## begin

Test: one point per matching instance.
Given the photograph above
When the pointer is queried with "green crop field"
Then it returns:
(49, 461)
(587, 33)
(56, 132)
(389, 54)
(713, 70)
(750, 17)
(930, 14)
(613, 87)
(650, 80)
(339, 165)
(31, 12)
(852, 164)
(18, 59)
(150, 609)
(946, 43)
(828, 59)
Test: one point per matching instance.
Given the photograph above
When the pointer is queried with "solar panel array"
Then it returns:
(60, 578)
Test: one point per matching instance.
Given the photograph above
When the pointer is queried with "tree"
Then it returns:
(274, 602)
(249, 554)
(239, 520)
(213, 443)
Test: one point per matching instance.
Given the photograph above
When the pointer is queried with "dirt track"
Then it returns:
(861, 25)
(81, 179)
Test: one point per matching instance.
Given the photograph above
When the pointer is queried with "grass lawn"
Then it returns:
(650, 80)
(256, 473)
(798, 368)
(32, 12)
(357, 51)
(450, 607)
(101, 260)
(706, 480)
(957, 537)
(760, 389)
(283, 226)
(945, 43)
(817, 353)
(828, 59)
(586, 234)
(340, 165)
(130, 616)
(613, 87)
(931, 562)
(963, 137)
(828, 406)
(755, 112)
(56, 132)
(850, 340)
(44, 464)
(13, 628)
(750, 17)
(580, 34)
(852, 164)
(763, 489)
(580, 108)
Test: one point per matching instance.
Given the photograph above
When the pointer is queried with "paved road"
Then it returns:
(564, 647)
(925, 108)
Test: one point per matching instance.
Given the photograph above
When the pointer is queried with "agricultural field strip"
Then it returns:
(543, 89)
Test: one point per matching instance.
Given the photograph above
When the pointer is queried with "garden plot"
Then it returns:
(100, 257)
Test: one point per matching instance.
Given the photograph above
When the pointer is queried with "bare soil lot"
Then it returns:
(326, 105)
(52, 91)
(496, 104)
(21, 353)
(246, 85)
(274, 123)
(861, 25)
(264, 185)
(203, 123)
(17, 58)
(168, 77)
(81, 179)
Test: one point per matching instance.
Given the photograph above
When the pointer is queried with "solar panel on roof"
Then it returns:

## end

* _Task instructions_: Find each line in the records above that contains the word "When", treating uppercase and lowercase as different, and copy those lines.

* _Completed exercise_:
When the pointer is queried with "green crop field"
When the pointer is queried with "solar panel array"
When the pointer is queried with "tree"
When the pointer is queried with "dirt track"
When the pointer is queried with "grass lawn"
When the pointer is queried with "paved road"
When the pointer is queried with "agricultural field strip"
When the pointer is queried with "garden plot"
When the pointer is queried with "bare soil lot"
When the pointer is queried with "solar panel on roof"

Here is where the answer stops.